### Request
Could you extract every line of the listing below and reproduce each one verbatim, with nothing changed?

### Data excerpts
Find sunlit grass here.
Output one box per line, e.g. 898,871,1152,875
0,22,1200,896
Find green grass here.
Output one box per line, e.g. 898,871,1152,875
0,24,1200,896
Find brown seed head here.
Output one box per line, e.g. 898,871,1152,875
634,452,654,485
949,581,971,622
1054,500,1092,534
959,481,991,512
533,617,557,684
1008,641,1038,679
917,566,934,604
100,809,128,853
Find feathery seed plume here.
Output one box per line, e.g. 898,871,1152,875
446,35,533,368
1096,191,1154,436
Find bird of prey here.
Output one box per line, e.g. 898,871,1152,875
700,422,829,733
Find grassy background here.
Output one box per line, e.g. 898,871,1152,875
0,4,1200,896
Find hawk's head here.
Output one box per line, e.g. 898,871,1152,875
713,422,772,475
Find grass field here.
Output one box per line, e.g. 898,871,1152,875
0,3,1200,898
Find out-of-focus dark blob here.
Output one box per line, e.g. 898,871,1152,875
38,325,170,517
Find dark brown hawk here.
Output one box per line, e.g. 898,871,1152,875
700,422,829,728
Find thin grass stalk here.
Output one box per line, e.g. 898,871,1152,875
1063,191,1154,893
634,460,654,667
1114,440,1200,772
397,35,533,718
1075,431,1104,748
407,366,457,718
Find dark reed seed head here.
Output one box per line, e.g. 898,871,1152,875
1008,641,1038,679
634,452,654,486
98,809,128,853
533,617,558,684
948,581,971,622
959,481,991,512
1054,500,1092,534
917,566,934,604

### Response to the exercise
Find sunlit grass here.
Output one box per line, e.g. 898,871,1152,875
0,22,1200,896
Find green grass here.
Output one box per line, e.g. 898,871,1152,875
0,24,1200,896
Find brown seed head here.
Output one box per line, e.g. 898,871,1152,875
634,452,654,485
949,581,971,622
1054,500,1092,534
959,481,991,512
533,617,557,684
1008,641,1038,679
917,566,934,604
100,809,128,853
Find feathery seed plume here.
Output one box per line, e.g. 898,871,1152,875
446,35,533,368
1096,191,1154,436
Find bird of prey here.
Output one box per line, e.g. 898,871,1152,875
700,422,829,733
Find grassy background here.
Output one box per line, e.g. 898,871,1152,875
0,4,1200,896
Find hawk's head here.
Output one box per line, e.g. 898,871,1152,875
713,422,772,475
Find grass field here.
Output one box per line, e.g. 898,871,1152,875
0,3,1200,898
Find out-of-focus dark blob here.
Output one box per line, e.g. 898,871,1152,875
38,325,170,517
Find dark brown hawk here.
Output one box per line, e.g. 898,871,1152,875
700,422,829,728
Find thin grass stalk here.
Output one box per line, e.g. 898,871,1152,875
1063,191,1154,893
634,460,654,667
1114,440,1200,772
397,35,533,718
1075,431,1104,748
407,366,457,718
Find dark reed seed head here.
Output one box per line, e.g. 898,871,1152,875
1008,641,1038,679
634,452,654,486
98,809,128,853
533,617,558,684
948,581,971,622
959,481,991,512
1054,500,1092,534
917,566,934,604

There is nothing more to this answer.